___ SUPPLIED MATERIAL

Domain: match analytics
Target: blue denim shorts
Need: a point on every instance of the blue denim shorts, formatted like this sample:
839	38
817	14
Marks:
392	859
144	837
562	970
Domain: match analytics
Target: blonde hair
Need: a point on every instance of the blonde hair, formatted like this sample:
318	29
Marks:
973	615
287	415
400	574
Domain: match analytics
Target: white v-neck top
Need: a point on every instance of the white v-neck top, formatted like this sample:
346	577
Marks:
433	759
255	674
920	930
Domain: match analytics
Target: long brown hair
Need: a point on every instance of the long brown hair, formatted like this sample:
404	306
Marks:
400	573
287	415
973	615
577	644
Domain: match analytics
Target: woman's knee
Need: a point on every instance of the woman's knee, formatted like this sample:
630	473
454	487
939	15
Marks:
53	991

______

■ **REQUIREMENT**
Write out every line from the records above, word for word.

■ **RESULT OF THIS TASK**
Domain: match analytics
Target: blue denim shorts
Need: a point on every instance of the blue denim shorts, formatted like this sample:
839	38
817	14
Marks:
392	859
144	837
562	970
Domain: match analytics
Target: blonde hair
Need: a point on every instance of the blonde hair, formatted like this sample:
318	29
Marks:
973	615
287	415
400	574
Domain: match analytics
Target: white v-neck top
Need: a point on every instance of the white v-neck top, formatted like this sample:
346	577
Marks:
433	759
255	674
920	930
Domain: match analytics
Target: long brown hair
Need: a point on every instance of the long brown hair, formatted like this sample:
404	306
Marks:
400	573
287	415
973	615
577	644
Domain: match analytics
Target: woman's knee
Need: a point on every instance of the woman's knee, formatted like this sample:
630	473
454	487
939	15
Marks:
53	991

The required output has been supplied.